__ASSIGNMENT__
Start at the top of the records and, please, print each line exactly through the line that contains "Query: yellow flower", leaving out all pictures.

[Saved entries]
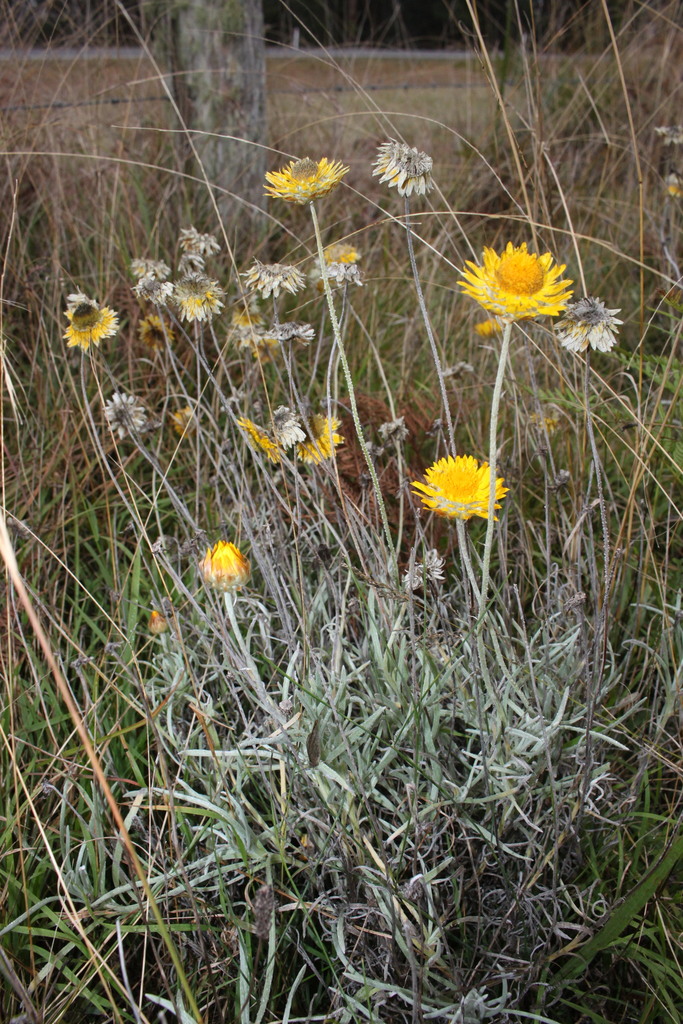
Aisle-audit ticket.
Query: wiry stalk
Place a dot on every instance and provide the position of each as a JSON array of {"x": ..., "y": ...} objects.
[{"x": 349, "y": 386}]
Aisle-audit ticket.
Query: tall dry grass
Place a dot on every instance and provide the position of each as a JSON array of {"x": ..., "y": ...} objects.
[{"x": 307, "y": 805}]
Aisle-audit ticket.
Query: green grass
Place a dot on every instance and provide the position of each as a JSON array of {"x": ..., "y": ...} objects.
[{"x": 458, "y": 821}]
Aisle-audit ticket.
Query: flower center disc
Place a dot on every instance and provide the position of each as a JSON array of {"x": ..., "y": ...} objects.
[
  {"x": 85, "y": 316},
  {"x": 304, "y": 169},
  {"x": 520, "y": 273}
]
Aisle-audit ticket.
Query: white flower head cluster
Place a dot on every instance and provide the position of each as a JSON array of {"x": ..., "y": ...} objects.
[{"x": 125, "y": 415}]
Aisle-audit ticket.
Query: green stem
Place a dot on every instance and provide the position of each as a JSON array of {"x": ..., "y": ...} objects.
[
  {"x": 493, "y": 448},
  {"x": 349, "y": 386}
]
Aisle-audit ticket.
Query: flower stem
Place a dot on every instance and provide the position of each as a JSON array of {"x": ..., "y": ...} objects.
[
  {"x": 349, "y": 386},
  {"x": 428, "y": 328},
  {"x": 493, "y": 448}
]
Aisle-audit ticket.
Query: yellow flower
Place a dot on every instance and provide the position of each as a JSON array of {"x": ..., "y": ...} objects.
[
  {"x": 183, "y": 420},
  {"x": 154, "y": 332},
  {"x": 224, "y": 567},
  {"x": 304, "y": 180},
  {"x": 259, "y": 439},
  {"x": 157, "y": 624},
  {"x": 342, "y": 252},
  {"x": 459, "y": 488},
  {"x": 674, "y": 184},
  {"x": 88, "y": 323},
  {"x": 517, "y": 284},
  {"x": 488, "y": 329},
  {"x": 324, "y": 439}
]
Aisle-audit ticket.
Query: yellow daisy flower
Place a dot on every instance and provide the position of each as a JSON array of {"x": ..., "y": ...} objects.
[
  {"x": 459, "y": 488},
  {"x": 324, "y": 439},
  {"x": 342, "y": 252},
  {"x": 88, "y": 323},
  {"x": 674, "y": 183},
  {"x": 259, "y": 439},
  {"x": 183, "y": 421},
  {"x": 224, "y": 567},
  {"x": 517, "y": 285},
  {"x": 158, "y": 624},
  {"x": 154, "y": 333},
  {"x": 304, "y": 180}
]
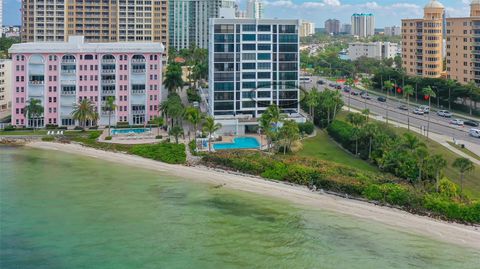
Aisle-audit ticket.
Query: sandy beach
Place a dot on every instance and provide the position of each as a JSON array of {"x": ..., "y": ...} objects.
[{"x": 454, "y": 233}]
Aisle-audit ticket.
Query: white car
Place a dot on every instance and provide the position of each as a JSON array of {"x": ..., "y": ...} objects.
[
  {"x": 474, "y": 132},
  {"x": 457, "y": 122},
  {"x": 418, "y": 111},
  {"x": 444, "y": 113}
]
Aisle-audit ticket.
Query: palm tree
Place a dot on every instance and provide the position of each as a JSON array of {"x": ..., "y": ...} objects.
[
  {"x": 33, "y": 110},
  {"x": 173, "y": 78},
  {"x": 463, "y": 165},
  {"x": 194, "y": 117},
  {"x": 84, "y": 111},
  {"x": 436, "y": 163},
  {"x": 210, "y": 127},
  {"x": 176, "y": 131},
  {"x": 407, "y": 92},
  {"x": 312, "y": 102},
  {"x": 429, "y": 93},
  {"x": 110, "y": 107},
  {"x": 289, "y": 132},
  {"x": 351, "y": 83},
  {"x": 388, "y": 86}
]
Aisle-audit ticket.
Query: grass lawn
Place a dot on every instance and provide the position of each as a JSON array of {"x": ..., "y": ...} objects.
[{"x": 322, "y": 147}]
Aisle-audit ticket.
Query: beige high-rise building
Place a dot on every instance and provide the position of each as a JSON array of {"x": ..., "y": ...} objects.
[
  {"x": 422, "y": 42},
  {"x": 463, "y": 46},
  {"x": 5, "y": 87},
  {"x": 96, "y": 20}
]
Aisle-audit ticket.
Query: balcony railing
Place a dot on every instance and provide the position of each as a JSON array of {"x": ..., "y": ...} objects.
[
  {"x": 108, "y": 81},
  {"x": 138, "y": 92},
  {"x": 108, "y": 71},
  {"x": 108, "y": 61},
  {"x": 138, "y": 71},
  {"x": 108, "y": 92},
  {"x": 36, "y": 82},
  {"x": 68, "y": 93},
  {"x": 138, "y": 112}
]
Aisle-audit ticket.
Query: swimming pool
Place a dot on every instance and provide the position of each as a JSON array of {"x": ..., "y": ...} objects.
[
  {"x": 127, "y": 131},
  {"x": 239, "y": 143}
]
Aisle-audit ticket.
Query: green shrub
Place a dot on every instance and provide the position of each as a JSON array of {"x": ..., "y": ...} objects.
[
  {"x": 48, "y": 138},
  {"x": 95, "y": 135},
  {"x": 165, "y": 152},
  {"x": 9, "y": 128},
  {"x": 306, "y": 128}
]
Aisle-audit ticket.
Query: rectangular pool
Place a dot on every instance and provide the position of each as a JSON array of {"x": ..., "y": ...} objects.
[{"x": 239, "y": 143}]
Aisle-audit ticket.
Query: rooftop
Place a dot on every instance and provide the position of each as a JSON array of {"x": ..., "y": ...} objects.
[{"x": 76, "y": 44}]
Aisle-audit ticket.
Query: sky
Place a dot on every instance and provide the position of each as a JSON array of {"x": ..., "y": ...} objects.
[{"x": 387, "y": 12}]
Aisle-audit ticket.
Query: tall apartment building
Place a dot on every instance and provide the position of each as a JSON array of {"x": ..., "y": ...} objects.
[
  {"x": 392, "y": 31},
  {"x": 255, "y": 9},
  {"x": 5, "y": 87},
  {"x": 376, "y": 50},
  {"x": 463, "y": 46},
  {"x": 422, "y": 42},
  {"x": 97, "y": 21},
  {"x": 252, "y": 64},
  {"x": 60, "y": 74},
  {"x": 307, "y": 28},
  {"x": 332, "y": 26},
  {"x": 188, "y": 20},
  {"x": 363, "y": 25}
]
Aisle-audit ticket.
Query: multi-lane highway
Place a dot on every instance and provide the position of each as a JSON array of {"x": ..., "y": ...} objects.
[{"x": 438, "y": 124}]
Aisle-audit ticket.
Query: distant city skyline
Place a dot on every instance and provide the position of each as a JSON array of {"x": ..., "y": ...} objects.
[{"x": 387, "y": 12}]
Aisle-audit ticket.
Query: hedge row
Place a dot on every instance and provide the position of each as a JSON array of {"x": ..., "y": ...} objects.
[{"x": 339, "y": 178}]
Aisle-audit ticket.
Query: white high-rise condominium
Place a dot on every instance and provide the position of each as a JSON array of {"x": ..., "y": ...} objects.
[
  {"x": 255, "y": 9},
  {"x": 188, "y": 21},
  {"x": 252, "y": 65},
  {"x": 363, "y": 25}
]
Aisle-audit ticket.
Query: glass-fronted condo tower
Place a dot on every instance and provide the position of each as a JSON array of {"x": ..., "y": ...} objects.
[{"x": 253, "y": 64}]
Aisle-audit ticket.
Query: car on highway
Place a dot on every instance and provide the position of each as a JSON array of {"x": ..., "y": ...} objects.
[
  {"x": 418, "y": 111},
  {"x": 458, "y": 122},
  {"x": 426, "y": 109},
  {"x": 471, "y": 123},
  {"x": 381, "y": 99},
  {"x": 444, "y": 113},
  {"x": 403, "y": 107},
  {"x": 474, "y": 132}
]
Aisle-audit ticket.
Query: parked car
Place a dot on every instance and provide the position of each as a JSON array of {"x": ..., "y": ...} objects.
[
  {"x": 444, "y": 113},
  {"x": 366, "y": 96},
  {"x": 474, "y": 132},
  {"x": 418, "y": 111},
  {"x": 403, "y": 107},
  {"x": 471, "y": 123},
  {"x": 458, "y": 122},
  {"x": 426, "y": 109},
  {"x": 381, "y": 99}
]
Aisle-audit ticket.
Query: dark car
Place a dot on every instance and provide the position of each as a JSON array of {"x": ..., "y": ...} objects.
[
  {"x": 381, "y": 99},
  {"x": 471, "y": 123}
]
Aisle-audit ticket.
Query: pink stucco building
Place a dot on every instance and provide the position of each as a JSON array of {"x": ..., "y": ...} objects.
[{"x": 60, "y": 74}]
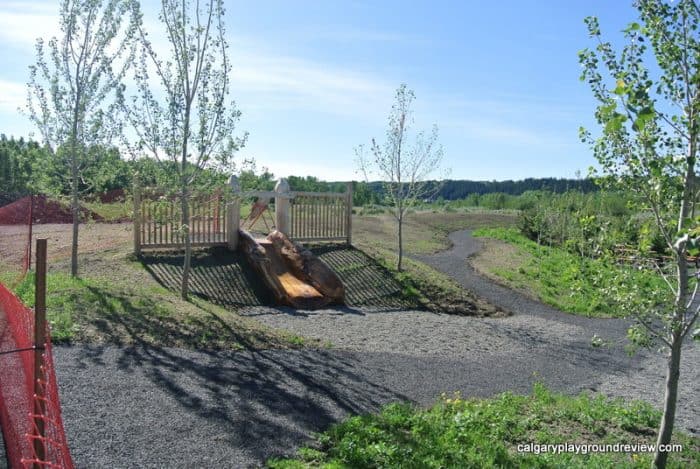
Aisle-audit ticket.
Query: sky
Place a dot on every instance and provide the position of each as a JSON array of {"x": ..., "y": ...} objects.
[{"x": 316, "y": 78}]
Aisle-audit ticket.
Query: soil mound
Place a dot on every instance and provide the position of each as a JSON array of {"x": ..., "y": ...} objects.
[{"x": 44, "y": 210}]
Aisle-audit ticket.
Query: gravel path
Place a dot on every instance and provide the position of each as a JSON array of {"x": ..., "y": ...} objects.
[{"x": 152, "y": 407}]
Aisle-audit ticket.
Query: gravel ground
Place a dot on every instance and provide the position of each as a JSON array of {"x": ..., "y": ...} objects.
[{"x": 153, "y": 407}]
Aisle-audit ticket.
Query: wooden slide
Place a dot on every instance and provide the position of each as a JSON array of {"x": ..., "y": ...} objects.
[{"x": 295, "y": 276}]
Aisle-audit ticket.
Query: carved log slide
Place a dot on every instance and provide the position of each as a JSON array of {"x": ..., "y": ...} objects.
[{"x": 294, "y": 275}]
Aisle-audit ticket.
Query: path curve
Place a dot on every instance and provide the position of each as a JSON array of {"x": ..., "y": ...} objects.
[{"x": 155, "y": 407}]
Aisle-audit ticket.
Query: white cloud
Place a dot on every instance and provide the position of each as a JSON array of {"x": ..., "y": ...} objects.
[
  {"x": 21, "y": 23},
  {"x": 503, "y": 133},
  {"x": 12, "y": 96},
  {"x": 269, "y": 83}
]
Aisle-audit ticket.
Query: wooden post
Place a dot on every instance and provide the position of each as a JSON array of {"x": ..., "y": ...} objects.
[
  {"x": 39, "y": 342},
  {"x": 137, "y": 215},
  {"x": 348, "y": 212},
  {"x": 282, "y": 206},
  {"x": 233, "y": 214}
]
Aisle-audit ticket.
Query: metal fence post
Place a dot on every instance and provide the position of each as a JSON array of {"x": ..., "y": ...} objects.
[
  {"x": 137, "y": 215},
  {"x": 233, "y": 213},
  {"x": 348, "y": 212}
]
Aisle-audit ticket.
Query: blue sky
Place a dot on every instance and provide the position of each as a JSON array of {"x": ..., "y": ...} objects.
[{"x": 314, "y": 79}]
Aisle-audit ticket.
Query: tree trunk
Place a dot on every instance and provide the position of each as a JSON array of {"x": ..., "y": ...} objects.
[
  {"x": 185, "y": 286},
  {"x": 399, "y": 265},
  {"x": 670, "y": 399}
]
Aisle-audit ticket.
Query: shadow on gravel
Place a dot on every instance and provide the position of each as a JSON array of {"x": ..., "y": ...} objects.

__WRITTEN ANSWER__
Aisle-audit ticket.
Query: wiry stalk
Place a dot on every instance and provide the position of each as a JSON array of {"x": ..., "y": ...} objects.
[{"x": 349, "y": 386}]
Aisle-audit ticket.
Query: tall dry grass
Place a dot on every instance and provide the position of each as a JSON array of {"x": ..., "y": ...} objects.
[{"x": 307, "y": 805}]
Aisle-audit ticket.
Query: green grass
Place a dot on every instance and provide the position of each as a JSON array of {"x": ..., "y": ...} objects.
[{"x": 458, "y": 821}]
Aisle-audit ticket.
Query: flower center disc
Place a dot on every instance and provide the position of each as a JSON array of {"x": ..., "y": ...} objects.
[
  {"x": 85, "y": 316},
  {"x": 304, "y": 169},
  {"x": 520, "y": 273}
]
Aisle-audit ticket.
Query: white flower head cluster
Place a dot on every instance and provide the position of each as a JSON array of {"x": ..., "y": ...} objects.
[{"x": 125, "y": 415}]
Aisle-audit ticket.
Query: green stem
Place a dot on every instance and provide the position of each as a JSON array of {"x": ..., "y": ...} objects.
[
  {"x": 493, "y": 448},
  {"x": 349, "y": 386}
]
Aisle-audit ticket.
Query: flower stem
Place a dot on every instance and provide the position of each as a JSON array of {"x": ..., "y": ...} objects.
[
  {"x": 349, "y": 386},
  {"x": 428, "y": 328},
  {"x": 493, "y": 448}
]
Aisle-audit ticket.
Query: yellow flower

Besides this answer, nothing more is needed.